» TASK INPUTS:
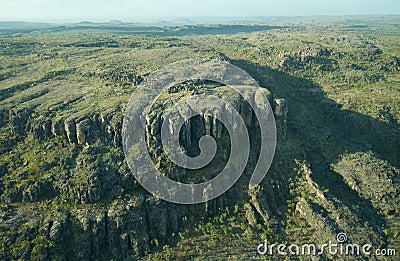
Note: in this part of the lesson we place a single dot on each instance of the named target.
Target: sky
(129, 10)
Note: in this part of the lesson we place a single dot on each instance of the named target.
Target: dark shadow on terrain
(323, 132)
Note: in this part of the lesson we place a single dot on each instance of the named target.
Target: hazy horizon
(127, 11)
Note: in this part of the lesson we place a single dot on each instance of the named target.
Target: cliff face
(133, 225)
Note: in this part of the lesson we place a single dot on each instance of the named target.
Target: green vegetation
(66, 191)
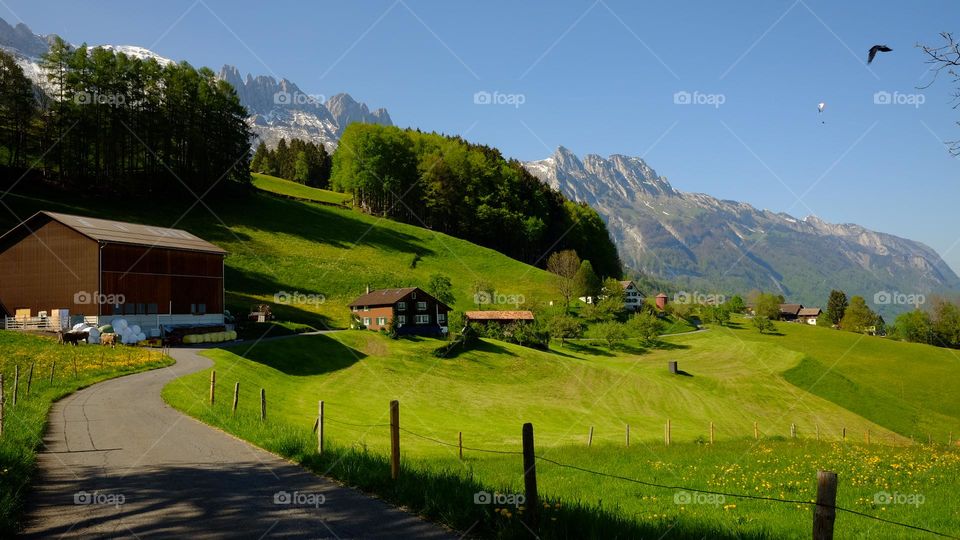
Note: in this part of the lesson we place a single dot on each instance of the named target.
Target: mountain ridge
(728, 245)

» WHAT IS NEEDED:
Arrange the entries above as a two-column CSV with the header entry_text,answer and one row for each entry. Put each entry's text and its answer in one quoted field apiece, turn line breaks into spaces, and leave the pictures out.

» TASK RESULT:
entry_text,answer
"Note: in this part of the lesson we place a single dot on each instance of the named target. Target: sky","(129, 10)"
"Note: in this part of the lesson we place a single dot on each instance of the named target. Target: dark shadow on terrain","(323, 132)"
"Note: in this part of the lesson we place a single dot on each instance of the named target. Target: hazy horizon","(127, 11)"
"Note: in this part of the lesson we place a single dot on each instance of the named target. Target: cliff face","(133, 225)"
"Note: in this part of the lesson we place a single dot on each instance of the named target. Target: green vegetation","(66, 191)"
"Note: in this part of the lesson we place a single dot on each instance of the named target. Target: mountain ridge","(728, 245)"